- Try it: Collect every line in the records below that contains the word "jersey".
---
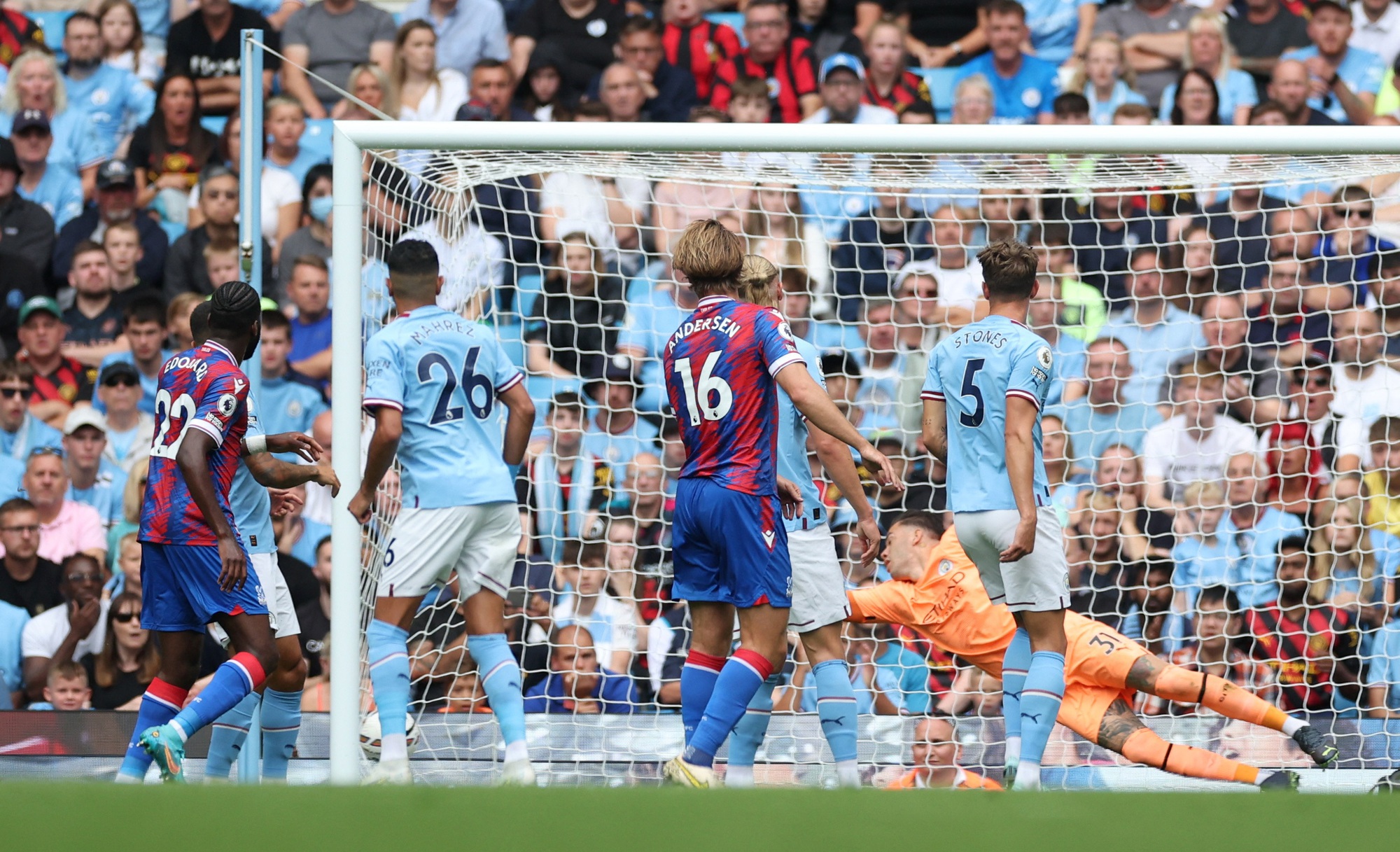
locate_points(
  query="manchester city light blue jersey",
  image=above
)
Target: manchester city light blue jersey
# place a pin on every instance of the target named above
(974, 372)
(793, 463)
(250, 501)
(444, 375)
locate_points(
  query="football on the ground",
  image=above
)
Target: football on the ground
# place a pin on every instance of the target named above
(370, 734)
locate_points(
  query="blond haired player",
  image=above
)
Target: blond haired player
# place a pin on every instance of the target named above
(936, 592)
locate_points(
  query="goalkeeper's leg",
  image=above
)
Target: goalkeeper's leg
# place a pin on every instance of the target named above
---
- Answer to this task:
  query="manchester city light blue jersey",
Target: manchester city light blue jersey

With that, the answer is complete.